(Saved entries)
^^^^^^^^^^^^^^^^
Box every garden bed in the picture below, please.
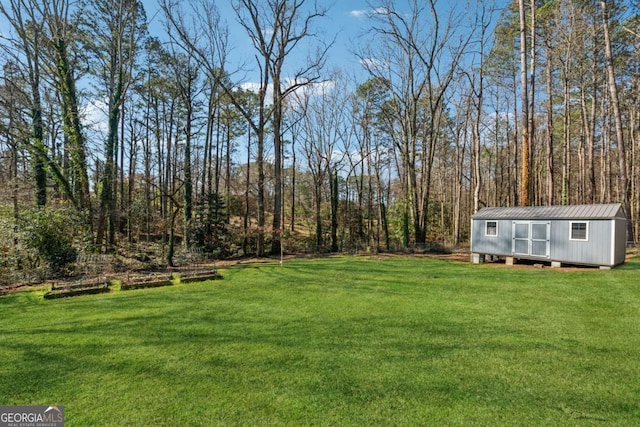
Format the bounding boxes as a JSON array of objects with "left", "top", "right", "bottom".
[
  {"left": 40, "top": 268, "right": 221, "bottom": 298},
  {"left": 121, "top": 279, "right": 174, "bottom": 290},
  {"left": 176, "top": 270, "right": 220, "bottom": 283},
  {"left": 44, "top": 280, "right": 110, "bottom": 299}
]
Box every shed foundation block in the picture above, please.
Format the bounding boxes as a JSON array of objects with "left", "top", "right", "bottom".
[
  {"left": 505, "top": 256, "right": 514, "bottom": 266},
  {"left": 551, "top": 261, "right": 562, "bottom": 268},
  {"left": 471, "top": 253, "right": 485, "bottom": 264}
]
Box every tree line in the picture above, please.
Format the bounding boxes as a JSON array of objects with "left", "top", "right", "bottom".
[{"left": 1, "top": 0, "right": 639, "bottom": 274}]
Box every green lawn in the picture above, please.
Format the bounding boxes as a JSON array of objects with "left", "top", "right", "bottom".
[{"left": 1, "top": 256, "right": 639, "bottom": 426}]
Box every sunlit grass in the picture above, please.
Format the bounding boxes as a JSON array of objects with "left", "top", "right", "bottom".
[{"left": 1, "top": 255, "right": 639, "bottom": 425}]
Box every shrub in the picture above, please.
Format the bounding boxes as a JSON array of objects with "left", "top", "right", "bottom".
[
  {"left": 20, "top": 207, "right": 78, "bottom": 273},
  {"left": 188, "top": 192, "right": 230, "bottom": 256}
]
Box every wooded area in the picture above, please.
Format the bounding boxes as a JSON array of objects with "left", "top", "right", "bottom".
[{"left": 1, "top": 0, "right": 639, "bottom": 278}]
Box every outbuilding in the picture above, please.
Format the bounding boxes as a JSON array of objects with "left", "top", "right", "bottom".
[{"left": 470, "top": 203, "right": 627, "bottom": 268}]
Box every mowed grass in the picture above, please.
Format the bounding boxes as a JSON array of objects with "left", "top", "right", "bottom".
[{"left": 1, "top": 256, "right": 640, "bottom": 426}]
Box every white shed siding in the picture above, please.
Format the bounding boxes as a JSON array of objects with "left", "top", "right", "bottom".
[
  {"left": 549, "top": 220, "right": 613, "bottom": 265},
  {"left": 470, "top": 219, "right": 513, "bottom": 255},
  {"left": 614, "top": 218, "right": 627, "bottom": 264},
  {"left": 471, "top": 204, "right": 627, "bottom": 267}
]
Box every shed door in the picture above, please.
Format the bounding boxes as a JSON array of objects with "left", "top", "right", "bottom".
[
  {"left": 512, "top": 222, "right": 550, "bottom": 258},
  {"left": 512, "top": 222, "right": 530, "bottom": 255}
]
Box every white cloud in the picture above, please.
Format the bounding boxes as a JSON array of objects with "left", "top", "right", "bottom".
[
  {"left": 373, "top": 7, "right": 391, "bottom": 16},
  {"left": 349, "top": 7, "right": 390, "bottom": 19},
  {"left": 82, "top": 99, "right": 108, "bottom": 134},
  {"left": 348, "top": 10, "right": 367, "bottom": 18},
  {"left": 239, "top": 81, "right": 274, "bottom": 101},
  {"left": 239, "top": 81, "right": 265, "bottom": 93}
]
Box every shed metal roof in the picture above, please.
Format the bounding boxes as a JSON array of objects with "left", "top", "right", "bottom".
[{"left": 472, "top": 203, "right": 625, "bottom": 220}]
^^^^^^^^^^^^^^^^
• TRY IT:
For this exercise, output exactly the lines above from the line with "Box every tree" to the line with "Box every wooded", counting both, and leave out the rest.

• WRITTEN REPLY:
Box every tree line in the picture above, please.
Format the bounding boxes as a JSON array of objects with "left", "top", "right", "bottom".
[{"left": 1, "top": 0, "right": 639, "bottom": 274}]
Box every green lawn in the picture above, please.
Format the bounding boxes as a JSON array of objects with "left", "top", "right", "bottom".
[{"left": 1, "top": 256, "right": 639, "bottom": 426}]
Box every sunlit grass in the picture above, please.
Format the bounding boxes as a JSON array of objects with "left", "top", "right", "bottom".
[{"left": 1, "top": 255, "right": 639, "bottom": 425}]
Box every shrub in the picture above, please.
Format the bounding boxes as a JSON array of objects with "left", "top", "right", "bottom".
[
  {"left": 20, "top": 207, "right": 78, "bottom": 273},
  {"left": 188, "top": 192, "right": 230, "bottom": 256}
]
Box every wooded area in the picture above, please.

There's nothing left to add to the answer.